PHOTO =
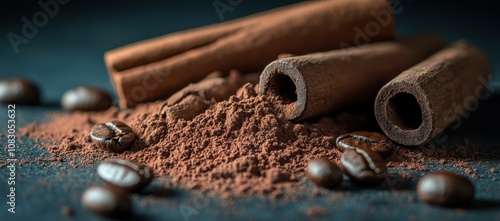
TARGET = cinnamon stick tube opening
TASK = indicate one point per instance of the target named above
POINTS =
(424, 100)
(406, 112)
(312, 85)
(288, 85)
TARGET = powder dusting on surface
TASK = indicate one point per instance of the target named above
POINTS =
(241, 146)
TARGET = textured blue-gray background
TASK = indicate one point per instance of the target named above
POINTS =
(68, 51)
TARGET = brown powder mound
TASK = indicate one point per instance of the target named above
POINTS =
(242, 146)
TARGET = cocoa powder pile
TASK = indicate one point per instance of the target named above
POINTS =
(242, 146)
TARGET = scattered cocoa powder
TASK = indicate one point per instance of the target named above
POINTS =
(241, 146)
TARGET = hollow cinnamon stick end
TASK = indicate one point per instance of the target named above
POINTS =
(284, 81)
(403, 113)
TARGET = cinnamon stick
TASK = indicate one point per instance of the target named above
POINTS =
(422, 101)
(157, 68)
(320, 83)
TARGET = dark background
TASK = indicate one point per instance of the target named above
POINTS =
(68, 52)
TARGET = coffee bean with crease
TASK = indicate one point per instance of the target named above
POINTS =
(364, 165)
(124, 175)
(375, 141)
(324, 173)
(444, 188)
(106, 202)
(114, 136)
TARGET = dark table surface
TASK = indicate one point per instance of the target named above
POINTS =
(67, 52)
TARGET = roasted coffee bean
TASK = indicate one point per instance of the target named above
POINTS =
(114, 136)
(324, 173)
(444, 188)
(19, 91)
(375, 141)
(363, 165)
(106, 202)
(86, 99)
(124, 175)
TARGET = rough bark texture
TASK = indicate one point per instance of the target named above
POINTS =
(157, 68)
(421, 102)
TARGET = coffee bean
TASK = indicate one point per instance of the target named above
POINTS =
(19, 91)
(124, 175)
(106, 202)
(114, 136)
(375, 141)
(324, 173)
(86, 99)
(363, 165)
(444, 188)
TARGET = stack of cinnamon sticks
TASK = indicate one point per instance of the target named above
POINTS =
(349, 64)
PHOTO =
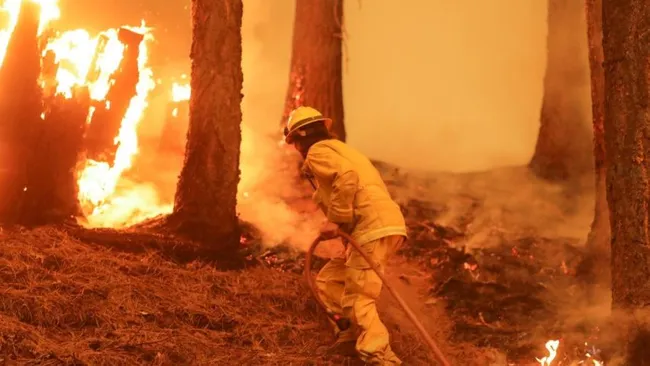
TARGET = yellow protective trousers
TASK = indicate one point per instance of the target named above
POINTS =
(351, 287)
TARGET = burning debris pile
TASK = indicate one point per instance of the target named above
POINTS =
(79, 98)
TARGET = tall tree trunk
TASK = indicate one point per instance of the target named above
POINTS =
(206, 197)
(626, 45)
(20, 109)
(563, 150)
(316, 73)
(598, 242)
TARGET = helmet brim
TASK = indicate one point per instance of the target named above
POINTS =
(289, 138)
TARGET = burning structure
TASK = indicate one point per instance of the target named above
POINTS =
(79, 98)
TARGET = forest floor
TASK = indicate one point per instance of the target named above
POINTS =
(489, 268)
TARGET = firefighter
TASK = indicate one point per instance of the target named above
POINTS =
(354, 198)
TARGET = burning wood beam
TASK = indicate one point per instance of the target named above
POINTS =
(106, 121)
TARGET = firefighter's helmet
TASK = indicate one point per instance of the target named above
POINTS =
(301, 117)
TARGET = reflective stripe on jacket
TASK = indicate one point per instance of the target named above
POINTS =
(351, 193)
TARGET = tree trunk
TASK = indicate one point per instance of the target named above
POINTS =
(563, 150)
(626, 46)
(20, 109)
(205, 205)
(598, 242)
(316, 73)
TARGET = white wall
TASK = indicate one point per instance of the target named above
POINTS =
(430, 84)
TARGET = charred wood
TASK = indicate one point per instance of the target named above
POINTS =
(20, 108)
(107, 119)
(174, 133)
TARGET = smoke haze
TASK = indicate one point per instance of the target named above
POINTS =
(428, 85)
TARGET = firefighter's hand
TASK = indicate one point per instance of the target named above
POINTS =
(329, 231)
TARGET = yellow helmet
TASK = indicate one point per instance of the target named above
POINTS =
(301, 117)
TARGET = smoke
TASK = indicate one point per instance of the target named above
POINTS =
(432, 85)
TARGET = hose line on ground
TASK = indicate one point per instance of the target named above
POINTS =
(344, 323)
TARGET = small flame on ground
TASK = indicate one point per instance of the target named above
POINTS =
(551, 347)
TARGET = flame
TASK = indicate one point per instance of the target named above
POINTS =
(49, 12)
(85, 60)
(551, 347)
(98, 180)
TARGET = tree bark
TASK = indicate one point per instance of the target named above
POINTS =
(563, 150)
(626, 46)
(598, 242)
(206, 196)
(316, 74)
(20, 109)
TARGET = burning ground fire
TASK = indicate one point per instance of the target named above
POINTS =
(90, 62)
(552, 347)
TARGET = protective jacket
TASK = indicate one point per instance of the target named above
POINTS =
(351, 193)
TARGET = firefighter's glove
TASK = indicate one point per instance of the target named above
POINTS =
(329, 231)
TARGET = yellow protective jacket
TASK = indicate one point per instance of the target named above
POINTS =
(351, 193)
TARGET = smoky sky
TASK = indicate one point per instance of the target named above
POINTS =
(428, 84)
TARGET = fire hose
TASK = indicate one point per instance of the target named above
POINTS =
(344, 323)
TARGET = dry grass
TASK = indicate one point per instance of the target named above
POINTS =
(66, 302)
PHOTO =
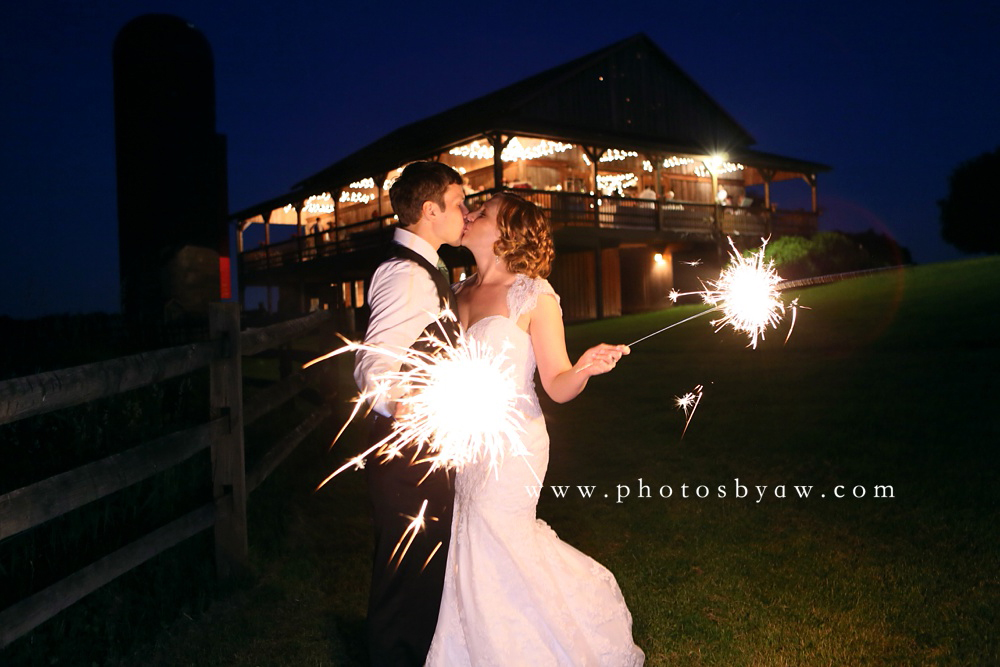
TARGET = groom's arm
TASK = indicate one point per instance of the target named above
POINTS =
(403, 300)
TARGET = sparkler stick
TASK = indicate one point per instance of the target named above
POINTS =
(689, 403)
(686, 319)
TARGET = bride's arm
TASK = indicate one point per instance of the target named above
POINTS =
(562, 380)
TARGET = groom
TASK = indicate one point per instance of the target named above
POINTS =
(407, 294)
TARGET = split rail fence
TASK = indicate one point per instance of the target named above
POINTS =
(32, 505)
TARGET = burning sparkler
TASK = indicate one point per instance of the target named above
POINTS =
(746, 294)
(459, 406)
(689, 403)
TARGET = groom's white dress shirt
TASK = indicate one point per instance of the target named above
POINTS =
(404, 301)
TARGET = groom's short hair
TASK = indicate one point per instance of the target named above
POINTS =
(420, 182)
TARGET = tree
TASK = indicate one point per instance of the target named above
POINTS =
(969, 214)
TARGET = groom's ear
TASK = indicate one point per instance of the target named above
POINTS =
(429, 209)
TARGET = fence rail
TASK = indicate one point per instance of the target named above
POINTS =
(30, 506)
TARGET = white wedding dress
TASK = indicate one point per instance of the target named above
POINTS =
(514, 593)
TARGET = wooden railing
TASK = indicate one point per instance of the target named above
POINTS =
(30, 506)
(564, 209)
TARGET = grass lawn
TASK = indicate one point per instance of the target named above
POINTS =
(887, 386)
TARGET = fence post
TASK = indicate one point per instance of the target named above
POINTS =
(228, 466)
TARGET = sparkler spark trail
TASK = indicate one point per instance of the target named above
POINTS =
(689, 403)
(746, 294)
(415, 526)
(441, 419)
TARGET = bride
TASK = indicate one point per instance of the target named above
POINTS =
(514, 593)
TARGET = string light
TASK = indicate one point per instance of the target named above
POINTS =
(674, 161)
(322, 203)
(613, 155)
(703, 171)
(513, 151)
(363, 184)
(356, 197)
(608, 183)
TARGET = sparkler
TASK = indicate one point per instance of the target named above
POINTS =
(459, 406)
(689, 403)
(746, 294)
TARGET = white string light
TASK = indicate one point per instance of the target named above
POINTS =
(609, 183)
(322, 203)
(613, 155)
(513, 151)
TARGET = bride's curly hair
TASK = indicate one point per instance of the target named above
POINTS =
(525, 243)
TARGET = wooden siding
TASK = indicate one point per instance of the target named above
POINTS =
(573, 279)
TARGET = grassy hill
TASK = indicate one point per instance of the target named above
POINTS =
(887, 388)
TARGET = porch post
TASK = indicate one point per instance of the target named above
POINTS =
(658, 170)
(498, 143)
(811, 180)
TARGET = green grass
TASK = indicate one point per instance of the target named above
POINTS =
(889, 379)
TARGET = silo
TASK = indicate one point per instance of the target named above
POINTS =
(172, 193)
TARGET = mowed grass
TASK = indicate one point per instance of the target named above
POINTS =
(886, 381)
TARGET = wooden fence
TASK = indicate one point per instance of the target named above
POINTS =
(42, 501)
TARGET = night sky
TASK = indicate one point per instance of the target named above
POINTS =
(892, 95)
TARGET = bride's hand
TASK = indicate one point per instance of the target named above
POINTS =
(600, 358)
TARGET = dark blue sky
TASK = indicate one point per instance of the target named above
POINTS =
(892, 95)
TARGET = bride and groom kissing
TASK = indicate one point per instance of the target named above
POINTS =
(486, 582)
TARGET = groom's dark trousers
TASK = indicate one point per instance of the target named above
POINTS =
(406, 589)
(406, 593)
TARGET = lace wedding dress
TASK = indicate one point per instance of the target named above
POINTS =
(514, 593)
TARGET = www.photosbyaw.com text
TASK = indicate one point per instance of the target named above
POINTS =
(754, 492)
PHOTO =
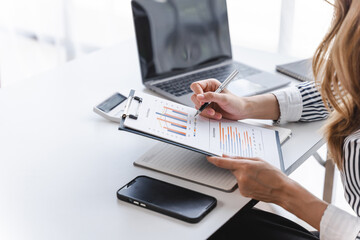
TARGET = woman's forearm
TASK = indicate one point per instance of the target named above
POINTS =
(303, 204)
(262, 107)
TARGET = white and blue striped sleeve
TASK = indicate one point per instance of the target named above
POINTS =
(301, 103)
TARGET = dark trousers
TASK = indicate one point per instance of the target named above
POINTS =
(257, 224)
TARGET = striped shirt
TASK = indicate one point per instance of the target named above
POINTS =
(303, 103)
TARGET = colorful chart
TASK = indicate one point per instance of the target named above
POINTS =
(173, 121)
(236, 142)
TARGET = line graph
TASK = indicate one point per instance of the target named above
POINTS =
(173, 120)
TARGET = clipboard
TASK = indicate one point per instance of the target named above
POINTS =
(138, 100)
(134, 104)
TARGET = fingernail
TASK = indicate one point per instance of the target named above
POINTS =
(201, 96)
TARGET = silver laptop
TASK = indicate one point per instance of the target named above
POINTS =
(183, 41)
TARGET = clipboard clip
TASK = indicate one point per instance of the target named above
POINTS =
(127, 107)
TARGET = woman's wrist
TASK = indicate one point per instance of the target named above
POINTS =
(260, 107)
(300, 202)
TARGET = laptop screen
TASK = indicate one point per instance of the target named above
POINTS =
(176, 36)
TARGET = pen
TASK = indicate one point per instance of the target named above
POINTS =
(219, 90)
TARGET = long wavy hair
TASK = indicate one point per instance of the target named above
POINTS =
(336, 67)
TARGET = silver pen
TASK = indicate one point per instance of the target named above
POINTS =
(219, 90)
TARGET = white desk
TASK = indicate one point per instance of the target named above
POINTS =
(61, 164)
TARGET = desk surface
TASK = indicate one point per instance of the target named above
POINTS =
(61, 164)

━━━━

# [EXERCISE INSTRUCTIONS]
Every line from the one holding "TARGET = white and blue striped sleeve" through the final line of the listing must be echoed exactly; leave out all other lines.

# [RESPONSE TO THE EXERCISE]
TARGET = white and blue striped sleeve
TASK = indicate one point per instance of the target named above
POINTS =
(301, 103)
TARGET = dark trousers
TASK = indicate one point per instance of the target named above
POINTS =
(257, 224)
TARGET = striped shirt
TASK = indicate one point per instance of the target named above
POINTS =
(303, 103)
TARGET = colorful chart
TASK = indicate one point per instance of the target named above
POINTS =
(173, 121)
(236, 142)
TARGET = line graph
TASK = indicate one point per instance of the target named above
POINTS =
(173, 120)
TARGET = clipboard
TASK = indicate one point per instance of the target named above
POINTS =
(138, 100)
(134, 104)
TARGET = fingernail
TASK = indicate one point per instance of the target named above
POINTS =
(201, 96)
TARGET = silver laptop
TASK = indicate one point per instance of the target named above
POINTS =
(183, 41)
TARGET = clipboard clip
TASK = indicate one point per instance of the target named above
POINTS =
(127, 107)
TARGET = woman's wrist
TASK = indicate one point per instance of the target named above
POINTS =
(260, 107)
(300, 202)
TARGET = laptop screen
TASK = indicate one point per instance of the target named above
POINTS =
(176, 36)
TARGET = pen
TASK = indicate one point per instance of the target named above
POINTS =
(219, 90)
TARGET = long wavy hair
TASK = indicate one point per instance of the target named above
POINTS =
(336, 67)
TARGET = silver pen
TASK = indicate one point per instance of the target named above
POINTS =
(219, 90)
TARGET = white desk
TASK = indicate one point per instance of the target named above
POINTS =
(61, 164)
TARGET = desk surface
TASK = indicate one point per instance of the target named above
POINTS =
(61, 164)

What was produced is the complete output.